▶ [STATED EXERCISE A]:
Pull out each line of the listing that contains the string "white".

▶ [SOURCE TEXT]:
•••

Lee-Roy Newton

Medal record

Men's athletics

Representing South Africa

World Championships

African Championships

Commonwealth Games

= Lee-Roy Newton =

South African sprinter (born 1978)

Lee-Roy Newton (born 19 December 1978) is a South African sprinter. Together with Morné Nagel, Corné du Plessis and Matthew Quinn he won a silver medal in 4 × 100 metres relay at the 2001 World Championships in Athletics.

Following the ruling of 13 December 2005 which retroactively disqualified Tim Montgomery and henceforth the American team, the South African team were promoted to gold medallists.

At the 2006 Commonwealth Games in Melbourne, Newton won a silver medal with the South African team in the 4 × 100 metres relay.

•••

▶ [STATED EXERCISE B]:
Using the text on Lee-Roy Newton, write out the passage that begins at the words "Representing South Africa" and stops after "Championships in Athletics.", with "sprinter" replaced by "athlete" each time it occurs.

Point annotation records

•••

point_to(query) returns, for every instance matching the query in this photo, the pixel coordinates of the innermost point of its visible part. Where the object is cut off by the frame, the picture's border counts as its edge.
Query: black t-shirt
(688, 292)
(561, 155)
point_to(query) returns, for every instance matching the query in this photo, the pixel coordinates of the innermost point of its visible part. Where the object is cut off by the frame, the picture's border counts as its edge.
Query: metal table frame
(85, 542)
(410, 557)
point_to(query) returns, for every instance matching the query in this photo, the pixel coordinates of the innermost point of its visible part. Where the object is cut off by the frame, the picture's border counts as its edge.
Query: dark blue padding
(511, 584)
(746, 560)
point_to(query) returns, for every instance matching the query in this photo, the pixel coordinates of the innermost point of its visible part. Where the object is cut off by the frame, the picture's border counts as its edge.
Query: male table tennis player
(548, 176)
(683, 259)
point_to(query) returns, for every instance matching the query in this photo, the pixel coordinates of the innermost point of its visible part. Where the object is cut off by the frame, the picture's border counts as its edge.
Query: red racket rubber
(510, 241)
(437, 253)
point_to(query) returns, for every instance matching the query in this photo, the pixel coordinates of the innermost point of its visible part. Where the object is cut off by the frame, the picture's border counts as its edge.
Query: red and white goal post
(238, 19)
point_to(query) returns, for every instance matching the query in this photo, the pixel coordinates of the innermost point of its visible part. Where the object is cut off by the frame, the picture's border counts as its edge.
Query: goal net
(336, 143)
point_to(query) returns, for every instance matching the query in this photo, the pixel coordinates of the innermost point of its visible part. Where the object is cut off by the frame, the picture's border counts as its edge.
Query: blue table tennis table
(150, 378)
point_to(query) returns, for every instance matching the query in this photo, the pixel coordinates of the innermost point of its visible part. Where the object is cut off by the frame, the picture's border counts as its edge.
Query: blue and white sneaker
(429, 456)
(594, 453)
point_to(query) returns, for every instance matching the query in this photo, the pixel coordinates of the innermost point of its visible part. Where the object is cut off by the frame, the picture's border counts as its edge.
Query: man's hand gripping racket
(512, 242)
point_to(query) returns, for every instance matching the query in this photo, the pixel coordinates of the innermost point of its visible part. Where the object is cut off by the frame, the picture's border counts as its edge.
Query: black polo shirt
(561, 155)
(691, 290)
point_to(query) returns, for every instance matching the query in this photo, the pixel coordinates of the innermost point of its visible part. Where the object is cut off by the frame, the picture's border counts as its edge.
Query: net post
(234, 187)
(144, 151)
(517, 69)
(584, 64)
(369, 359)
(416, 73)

•••

▶ [WRITTEN RESPONSE A]:
Query: red and white goal post
Query: blue and white sneaker

▶ [WRITTEN RESPONSE B]:
Representing South Africa

World Championships

African Championships

Commonwealth Games

= Lee-Roy Newton =

South African athlete (born 1978)

Lee-Roy Newton (born 19 December 1978) is a South African athlete. Together with Morné Nagel, Corné du Plessis and Matthew Quinn he won a silver medal in 4 × 100 metres relay at the 2001 World Championships in Athletics.